Return the lines below in which the string "badge" occurs.

* Entries taken from a collection *
_ _ _ _ _ _ _

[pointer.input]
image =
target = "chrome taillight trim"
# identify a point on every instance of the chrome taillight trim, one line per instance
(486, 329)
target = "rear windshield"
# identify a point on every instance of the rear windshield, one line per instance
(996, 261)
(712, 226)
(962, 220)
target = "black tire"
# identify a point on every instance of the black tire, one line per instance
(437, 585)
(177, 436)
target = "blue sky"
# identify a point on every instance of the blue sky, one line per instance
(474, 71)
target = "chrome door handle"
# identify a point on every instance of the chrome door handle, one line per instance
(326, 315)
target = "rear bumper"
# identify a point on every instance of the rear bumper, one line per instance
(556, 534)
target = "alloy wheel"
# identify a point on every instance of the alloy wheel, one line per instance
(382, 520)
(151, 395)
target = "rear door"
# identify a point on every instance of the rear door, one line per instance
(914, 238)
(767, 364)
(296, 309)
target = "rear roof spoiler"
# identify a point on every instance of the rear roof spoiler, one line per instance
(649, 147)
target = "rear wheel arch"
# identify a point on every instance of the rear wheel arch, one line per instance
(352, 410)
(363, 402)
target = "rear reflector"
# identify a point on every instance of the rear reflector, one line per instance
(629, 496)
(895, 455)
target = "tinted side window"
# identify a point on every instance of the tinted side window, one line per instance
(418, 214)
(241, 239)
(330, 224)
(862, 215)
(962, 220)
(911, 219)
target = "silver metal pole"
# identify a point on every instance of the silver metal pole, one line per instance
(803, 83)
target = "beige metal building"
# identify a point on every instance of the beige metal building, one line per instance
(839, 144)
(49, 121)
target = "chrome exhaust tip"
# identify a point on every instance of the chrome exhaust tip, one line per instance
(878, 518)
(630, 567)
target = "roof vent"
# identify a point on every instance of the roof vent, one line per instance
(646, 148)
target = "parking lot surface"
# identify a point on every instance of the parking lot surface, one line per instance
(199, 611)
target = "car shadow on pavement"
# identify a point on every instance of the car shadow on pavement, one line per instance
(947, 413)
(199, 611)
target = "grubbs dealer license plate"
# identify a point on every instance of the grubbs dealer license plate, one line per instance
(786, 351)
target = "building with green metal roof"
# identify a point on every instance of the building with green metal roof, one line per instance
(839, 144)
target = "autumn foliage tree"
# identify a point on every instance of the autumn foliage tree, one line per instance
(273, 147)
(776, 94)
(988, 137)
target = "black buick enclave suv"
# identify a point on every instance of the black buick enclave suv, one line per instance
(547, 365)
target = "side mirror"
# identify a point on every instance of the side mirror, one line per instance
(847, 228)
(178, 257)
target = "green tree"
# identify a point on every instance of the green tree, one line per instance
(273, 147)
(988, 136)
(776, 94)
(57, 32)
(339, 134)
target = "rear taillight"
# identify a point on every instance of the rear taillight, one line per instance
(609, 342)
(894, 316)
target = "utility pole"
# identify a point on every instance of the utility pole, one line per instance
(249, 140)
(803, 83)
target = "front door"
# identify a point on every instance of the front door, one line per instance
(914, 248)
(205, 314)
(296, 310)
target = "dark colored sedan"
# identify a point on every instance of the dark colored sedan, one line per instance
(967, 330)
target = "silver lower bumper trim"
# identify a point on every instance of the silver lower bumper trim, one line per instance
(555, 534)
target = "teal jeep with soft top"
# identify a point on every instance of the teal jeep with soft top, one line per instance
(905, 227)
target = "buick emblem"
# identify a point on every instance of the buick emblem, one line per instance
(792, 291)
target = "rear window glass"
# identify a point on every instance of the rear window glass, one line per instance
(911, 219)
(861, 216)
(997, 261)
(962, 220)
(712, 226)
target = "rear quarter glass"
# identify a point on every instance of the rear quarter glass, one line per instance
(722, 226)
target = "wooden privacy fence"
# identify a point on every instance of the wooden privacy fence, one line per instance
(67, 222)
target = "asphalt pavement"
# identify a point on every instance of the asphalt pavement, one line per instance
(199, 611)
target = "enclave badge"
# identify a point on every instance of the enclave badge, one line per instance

_ _ _ _ _ _ _

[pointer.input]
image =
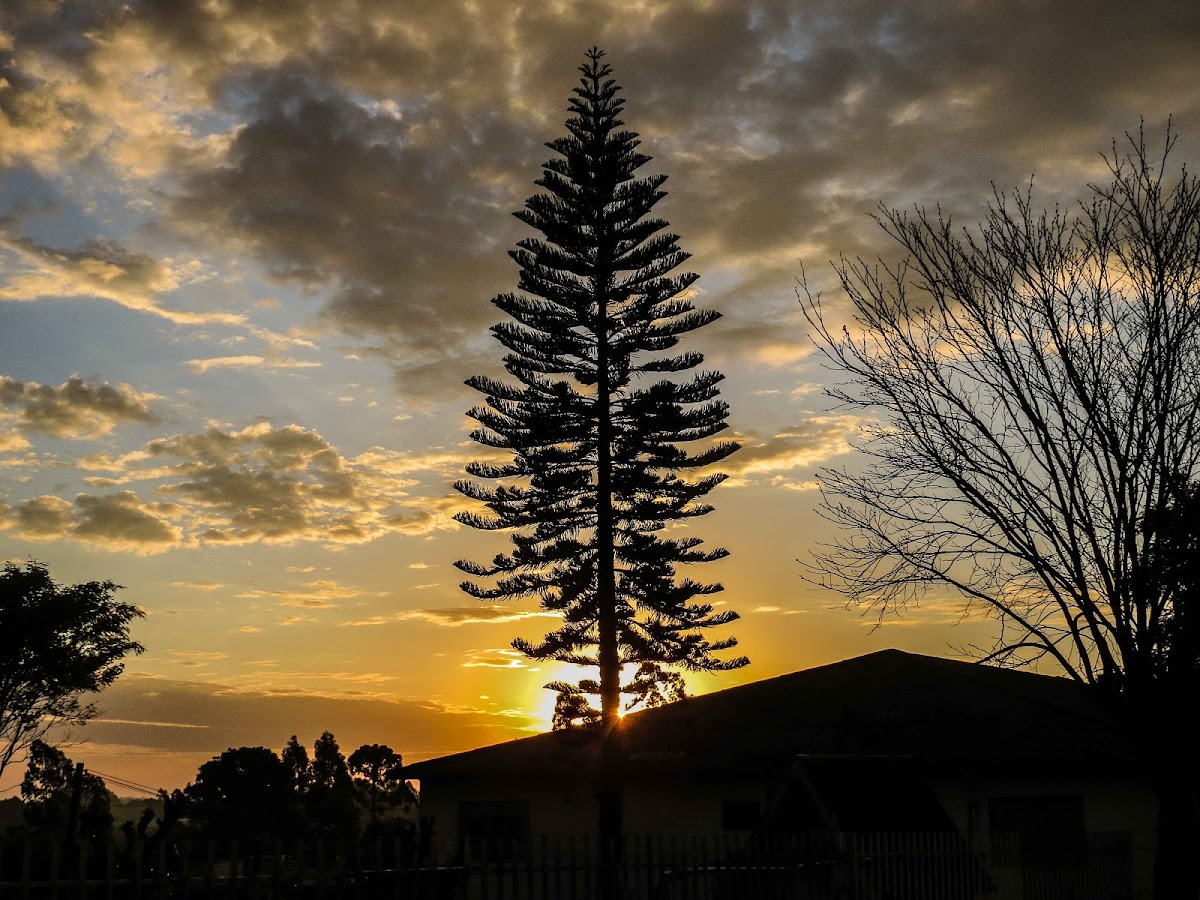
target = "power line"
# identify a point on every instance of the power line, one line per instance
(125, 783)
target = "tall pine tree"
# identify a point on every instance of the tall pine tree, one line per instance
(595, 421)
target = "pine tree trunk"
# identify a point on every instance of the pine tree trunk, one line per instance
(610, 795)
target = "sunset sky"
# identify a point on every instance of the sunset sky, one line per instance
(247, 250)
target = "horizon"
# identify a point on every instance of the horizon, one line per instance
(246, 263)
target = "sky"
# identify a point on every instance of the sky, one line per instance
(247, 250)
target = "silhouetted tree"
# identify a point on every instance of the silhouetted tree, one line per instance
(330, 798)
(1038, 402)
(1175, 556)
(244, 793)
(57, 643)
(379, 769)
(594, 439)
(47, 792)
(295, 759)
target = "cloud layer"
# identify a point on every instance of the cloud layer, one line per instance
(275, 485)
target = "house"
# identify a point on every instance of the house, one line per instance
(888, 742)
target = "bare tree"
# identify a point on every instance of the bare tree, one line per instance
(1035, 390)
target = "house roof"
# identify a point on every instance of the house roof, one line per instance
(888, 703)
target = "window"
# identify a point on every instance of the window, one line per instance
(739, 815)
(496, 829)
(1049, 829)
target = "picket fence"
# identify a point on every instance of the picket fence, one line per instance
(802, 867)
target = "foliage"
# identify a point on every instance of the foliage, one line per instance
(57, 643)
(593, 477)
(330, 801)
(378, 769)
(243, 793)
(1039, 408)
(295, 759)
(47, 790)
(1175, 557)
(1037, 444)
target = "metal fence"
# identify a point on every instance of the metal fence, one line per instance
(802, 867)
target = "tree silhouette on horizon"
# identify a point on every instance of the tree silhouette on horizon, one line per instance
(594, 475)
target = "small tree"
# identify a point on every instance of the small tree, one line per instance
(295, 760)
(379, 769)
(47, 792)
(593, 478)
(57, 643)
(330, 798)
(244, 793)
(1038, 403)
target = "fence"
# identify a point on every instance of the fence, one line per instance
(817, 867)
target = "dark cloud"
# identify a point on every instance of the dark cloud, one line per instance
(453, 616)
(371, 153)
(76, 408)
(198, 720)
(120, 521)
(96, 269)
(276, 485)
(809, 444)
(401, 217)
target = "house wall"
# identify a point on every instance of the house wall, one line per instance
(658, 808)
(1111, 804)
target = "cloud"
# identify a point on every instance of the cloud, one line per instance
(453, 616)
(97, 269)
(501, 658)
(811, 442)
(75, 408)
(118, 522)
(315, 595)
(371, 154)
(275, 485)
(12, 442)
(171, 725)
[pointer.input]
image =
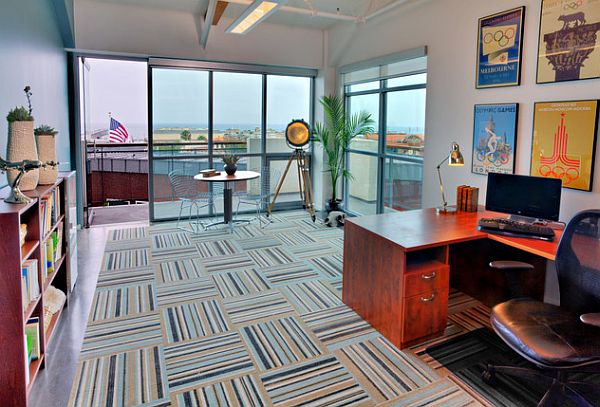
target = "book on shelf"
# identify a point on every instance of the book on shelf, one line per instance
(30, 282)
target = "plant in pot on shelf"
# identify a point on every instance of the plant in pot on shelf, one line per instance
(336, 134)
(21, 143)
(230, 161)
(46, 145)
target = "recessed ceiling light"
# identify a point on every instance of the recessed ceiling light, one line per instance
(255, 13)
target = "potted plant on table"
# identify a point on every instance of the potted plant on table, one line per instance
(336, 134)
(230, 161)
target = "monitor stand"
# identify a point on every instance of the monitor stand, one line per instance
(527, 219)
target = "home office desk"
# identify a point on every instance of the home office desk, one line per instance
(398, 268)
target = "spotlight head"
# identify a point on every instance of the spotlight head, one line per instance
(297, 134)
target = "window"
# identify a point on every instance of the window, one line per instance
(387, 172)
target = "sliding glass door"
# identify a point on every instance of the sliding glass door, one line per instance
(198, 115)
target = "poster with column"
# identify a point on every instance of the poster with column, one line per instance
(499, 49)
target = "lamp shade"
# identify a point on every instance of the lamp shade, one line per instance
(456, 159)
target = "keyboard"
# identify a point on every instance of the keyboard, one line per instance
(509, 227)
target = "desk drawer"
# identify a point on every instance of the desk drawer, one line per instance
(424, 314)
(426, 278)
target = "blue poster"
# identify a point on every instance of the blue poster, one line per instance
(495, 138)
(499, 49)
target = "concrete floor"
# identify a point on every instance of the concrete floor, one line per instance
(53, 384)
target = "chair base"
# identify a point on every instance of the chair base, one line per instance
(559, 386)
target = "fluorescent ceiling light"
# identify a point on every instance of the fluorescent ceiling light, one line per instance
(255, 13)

_ _ _ _ _ _ _

* Answer for the task *
target = "enclave badge"
# identify a point on every instance of the enclave badge, one line per instance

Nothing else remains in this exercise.